_Set tasks_.
**a)** Write out everything in the open letter from "What were you" down to "last Wednesday night?", word for word.
**b)** Carry the open letter forward, picking up right after its final sentence.

_Page extract_.
---*---

What were you thinking?! You must have been temporarily impaired. It could happen. After all, you were having such a good time celebrating your recent “Big Love” Executive Producer success, maybe it was just too easy to lose track of the refills. Alcohol does that to people. Open mouth – drink booze – insert foot.
I’d like to offer some sort of excuse for you, because quite frankly your latest comments calling Mormon’s “un-American” seem awfully out of character. Of course, you have so many. Characters, that is. Which one were you impersonating last Wednesday night?
To be fair, I know you are only human. You’re just a guy. A human guy who happens to have a lot of money, talent and connections, and therefore your comments get a lot of attention. In the grand scheme of things, you aren’t any more important than anyone else, and (I hate to break the news) your opinions don’t actually matter. Still, I’ve always thought of you as my friend. I’ve known you for so many years of my life. We grew up together. We even “went to different schools together”! You’ve been one of my entertainment heros for as long as I can remember. We’ve made so many wonderful memories! I’ve survived being stranded on a desert island and in an airline terminal with you. We experienced dangerous space travel. We suffered incarceration and dying from AIDS. We shared the joys and sorrows of being born with special needs. We fell in love with Meg Ryan in Seattle, and New York. We solved crime with a messy dog. We captured our childhood, and played baseball, and toys together (twice). We even had a marvelous adventure traveling to see Santa Claus! Bottom line; you’ve made me laugh and cry, and love you. I gladly paid my hard earned cash to collect all of these memories. I’ve also eagerly shared the adventures with my family and friends, so that they could have the same memories, too.

---*---

_Source data_.
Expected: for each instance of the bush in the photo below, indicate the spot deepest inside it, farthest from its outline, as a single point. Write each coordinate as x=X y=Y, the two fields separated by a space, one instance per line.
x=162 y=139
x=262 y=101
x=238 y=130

---*---

_Responses in order_.
**a)**
What were you thinking?! You must have been temporarily impaired. It could happen. After all, you were having such a good time celebrating your recent “Big Love” Executive Producer success, maybe it was just too easy to lose track of the refills. Alcohol does that to people. Open mouth – drink booze – insert foot.
I’d like to offer some sort of excuse for you, because quite frankly your latest comments calling Mormon’s “un-American” seem awfully out of character. Of course, you have so many. Characters, that is. Which one were you impersonating last Wednesday night?

**b)**
I’ve not only admired you for your exceptional talent, but also for your family values, and your long-lasting marriage to Rita (an especially noteworthy acheivement in your line of work). I’ve admired you for choosing to live as far away from Hollywood as possible, because you once stated it’s an “unhealthy bubble”. I’ve admired your wise choice of film roles that promote wholesome family values, tolerance, friendship and patriotism. You’re considered Hollywood’s consumate gentleman.
Therefore, as your friend, I have to say bluntly that your recent meanspirited comments about Mormons are baffling, and really let me down. Do you realize that you have offended several million of your devoted fans? You’ve accused us of being “un-American” because of our religious beliefs, and our voting preferences! As Seinfeld would say: “What’s up with that?!” In case you need a reminder, calling names is never a good way to win friends and endear respect. Criticizing a friend’s voting choice is pretty offensive. But, slandering them due to their religious beliefs is just about as low as you can go! In fact, it qualifies as “un-American” behavior, Tom. Because in case you have forgotten, the United States of America was specifically created to be a haven for religious tolerance and freedom.
In 1998 you were (deservedly) nominated for an Oscar award by dramatically humanizing the soldiers who fought to preserve American freedom in World War II. You were acting, of course. There were no real bullets. The explosions and mayhem were carefully choreographed. Your gaping wounds were simulated. You were able to wash away the dirt and grime in your fancy trailer each night. Your life was never in mortal danger. But for my grandfather, Commander Dallis J. Christensen of the U.S. Navy, it was reality. He lived those dark days. He is one of the real heroes that your film was honoring. Dallis put it all on the line. He sacrificed everything he had in order to secure freedom for you and I. He also instilled love and loyalty for his country into the heart and soul of each of his five children, 20 grandchildren, and 13+ great-grandchildren. Dallis is a true American hero. He is also a faithful Mormon. If he could have, he would have voted YES for Proposition 8, not because he has a vendetta against homosexuals, but because he knows what the definition and meaning of Marriage and Family is.
When you die Tom, (and someday, it will happen even to you), there will be thousands of photos and movies and interviews left behind to remind people what you looked like, how much talent you possessed, and what you said. It’s ironic that the photos, and scant home movies, and words of wisdom of my grandfather, Commander Dallis J. Christensen, a great American hero, will never be remembered by the masses. However, his quiet, valiant service will stand forever as a legacy. He represents all of those who lived and died so that you, Tom, could stand on American soil, live the American dream, make millions of American dollars, and choose to sip your American (or imported) champagne while expressing your opinions. You were even given the freedom to slander and demean the very people who made it all possible for you.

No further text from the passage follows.